[BEGIN DATA SHOWN]

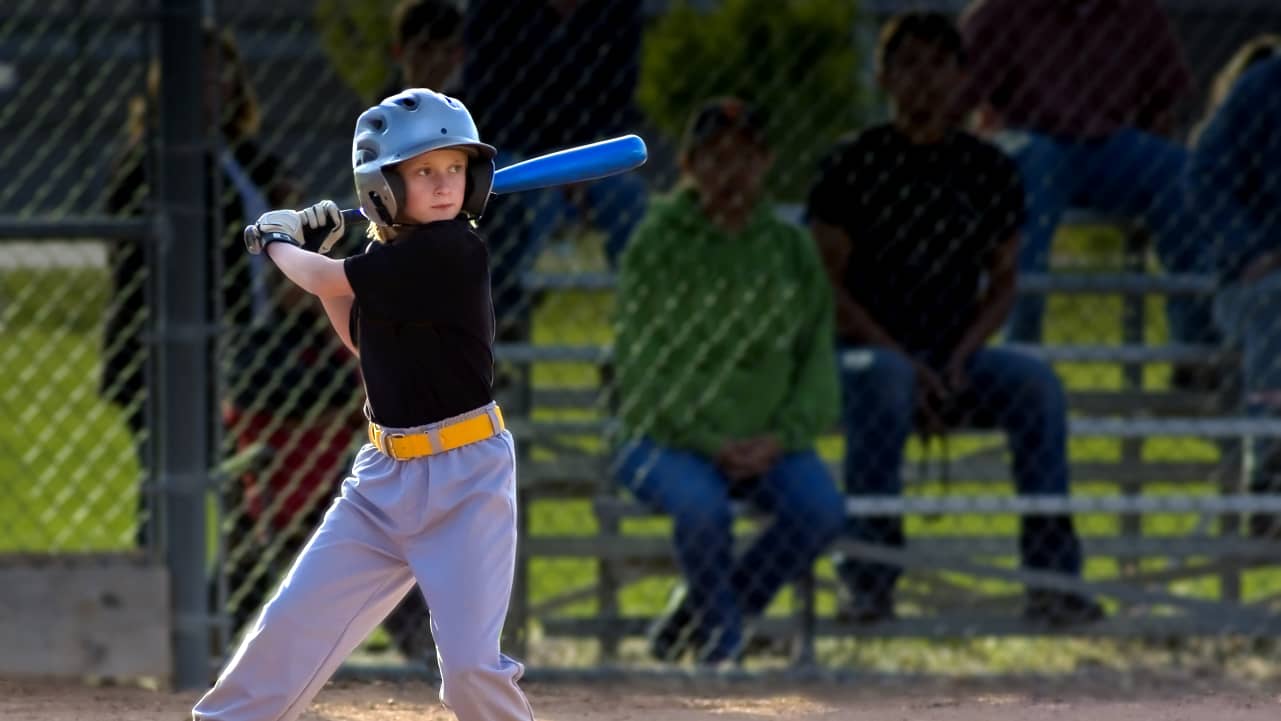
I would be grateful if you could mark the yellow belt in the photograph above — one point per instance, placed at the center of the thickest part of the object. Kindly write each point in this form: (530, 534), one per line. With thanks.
(438, 439)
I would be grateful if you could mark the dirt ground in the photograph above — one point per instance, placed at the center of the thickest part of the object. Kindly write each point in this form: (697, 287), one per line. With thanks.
(894, 701)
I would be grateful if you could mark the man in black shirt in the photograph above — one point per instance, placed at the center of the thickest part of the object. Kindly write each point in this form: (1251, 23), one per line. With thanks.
(919, 227)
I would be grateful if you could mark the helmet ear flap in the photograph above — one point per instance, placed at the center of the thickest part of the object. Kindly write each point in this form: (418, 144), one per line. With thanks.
(479, 186)
(396, 185)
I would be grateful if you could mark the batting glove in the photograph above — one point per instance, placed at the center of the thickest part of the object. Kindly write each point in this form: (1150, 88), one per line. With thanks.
(322, 226)
(272, 227)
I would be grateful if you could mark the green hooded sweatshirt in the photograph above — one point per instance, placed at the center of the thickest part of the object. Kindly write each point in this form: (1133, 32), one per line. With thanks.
(723, 336)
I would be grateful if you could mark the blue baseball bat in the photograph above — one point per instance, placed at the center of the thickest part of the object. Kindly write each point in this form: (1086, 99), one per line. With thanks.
(571, 165)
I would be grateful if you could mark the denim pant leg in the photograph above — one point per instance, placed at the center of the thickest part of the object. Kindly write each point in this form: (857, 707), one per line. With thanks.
(878, 389)
(1249, 314)
(618, 202)
(1139, 176)
(1024, 396)
(689, 488)
(1049, 183)
(807, 514)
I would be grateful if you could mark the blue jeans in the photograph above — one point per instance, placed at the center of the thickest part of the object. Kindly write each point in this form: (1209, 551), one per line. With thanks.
(1129, 173)
(1007, 389)
(1248, 314)
(799, 494)
(518, 224)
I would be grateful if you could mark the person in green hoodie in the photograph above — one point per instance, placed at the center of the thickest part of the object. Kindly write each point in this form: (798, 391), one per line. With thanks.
(725, 375)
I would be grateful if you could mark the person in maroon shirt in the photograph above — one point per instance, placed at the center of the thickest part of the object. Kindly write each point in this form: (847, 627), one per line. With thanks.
(1081, 92)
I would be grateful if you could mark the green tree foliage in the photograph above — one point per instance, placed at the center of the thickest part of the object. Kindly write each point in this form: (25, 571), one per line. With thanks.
(358, 36)
(798, 60)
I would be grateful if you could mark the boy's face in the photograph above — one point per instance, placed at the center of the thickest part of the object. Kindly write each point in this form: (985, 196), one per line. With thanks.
(434, 185)
(922, 82)
(729, 168)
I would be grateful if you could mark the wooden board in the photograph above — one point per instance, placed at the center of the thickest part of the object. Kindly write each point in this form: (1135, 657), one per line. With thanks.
(104, 616)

[END DATA SHOWN]

§ EXERCISE
Recast every line of the items above as a Markdown table with the columns Row and Text, placing one line in each row with its number. Leave out blank lines and omit the pictures.

§ EXPECTED OUTPUT
| Row | Text |
|---|---|
| 1 | I would be grateful if you could mark the yellow belt in the photograph above — one point per instance, placed at the center of the thickest part of the object. Kindly write each point in this form: (530, 534), one per line. With thanks. |
| 2 | (438, 439) |
| 3 | I would be grateful if you could mark the dirt ground in the photograph above — one point per instance, placed at the center of the thickest part of the object. Kindly write each point in this form: (697, 287), one per line. With thanks. |
| 4 | (894, 701) |
| 5 | I would be grateful if you could mark the man in black shirt in the photograph above — one point per instance, placed at the center of the thickest part of the object. Kindly write each point in this form: (1251, 23), one per line. With thanks. |
| 6 | (919, 227) |
| 7 | I would be grateful if you could mark the helmet ear flap in the photograph above — one point per instance, placed at the center of the thickest part of the object. Kindly write each point in this form: (418, 144), one per line. With thanks. |
| 8 | (479, 186) |
| 9 | (396, 185) |
| 10 | I would be grateful if you could mark the batting glove in the photograph above — one point per instance, placed at the center of the thickest part of the object. Kindly write each point in this form: (1150, 88), one per line. With thanks. |
| 11 | (322, 226) |
| 12 | (272, 227) |
| 13 | I would be grateful if you could mark the green hooded sweatshirt in the photograph above — one point per instance, placed at the center of the thickest part of the object. Kindly write each point in this form: (1133, 32), one per line. With thanks. |
| 14 | (723, 336) |
| 15 | I would be grateful if you could mark the blue baseball bat in the photograph above — one point per instance, placed at the center of the thickest part of the object. Kindly write each point in this form: (1086, 99), one per line. With thanks. |
| 16 | (571, 165) |
| 17 | I would be grateful if you could mark the denim pant leg in the photograph above — one point per instance, placed at the center of the thickest part of the object. Kindly write each point in this form: (857, 707), one per line. With thanks. |
| 18 | (878, 389) |
| 19 | (1249, 314) |
| 20 | (618, 202) |
| 21 | (1139, 176) |
| 22 | (1024, 396) |
| 23 | (689, 488) |
| 24 | (1049, 183) |
| 25 | (807, 514) |
| 26 | I would be grateful if you could mark the blue jeans in the photograph above — one point per instance, placed at the center of the thickest part of the object. Kindly write each point in this form: (1209, 551), one per line. With thanks. |
| 27 | (1129, 173) |
| 28 | (1007, 389) |
| 29 | (1248, 314) |
| 30 | (799, 494) |
| 31 | (518, 224) |
| 32 | I would be grateful if you could mark the person in green hoodie in the photograph above — one point per instance, placed at the center of the thickest part of the object. Kindly write each point in this form: (798, 391), one per line. With thanks. |
| 33 | (725, 375) |
| 34 | I would be grateful if you could mark the person in maroon shirt in the photograph above — one point per instance, placed at the center of the thickest part of the object. Kindly write each point in this form: (847, 627), one per line. With thanks. |
| 35 | (1081, 92) |
| 36 | I would be grateful if you could mark the green tree foliage in the photograph above — one point per instance, placed at the center of the thickest part of the object. Kindly write each point in this form: (25, 571), one per line. With thanks. |
| 37 | (358, 36) |
| 38 | (798, 60) |
| 39 | I would be grateful if you could mark the boy's face in the photograph above — one point per instance, placed at the center of the thickest part of the object. Kindly write each point in this form: (985, 196), one per line. With thanks. |
| 40 | (434, 185) |
| 41 | (922, 82) |
| 42 | (729, 168) |
| 43 | I would be grateful if you could mark the wooden board in the photograph above — one point per instance, placed at the center of the thickest part of the object. Kindly write each point in this form: (1135, 657), one per line. With thanks. |
| 44 | (104, 616) |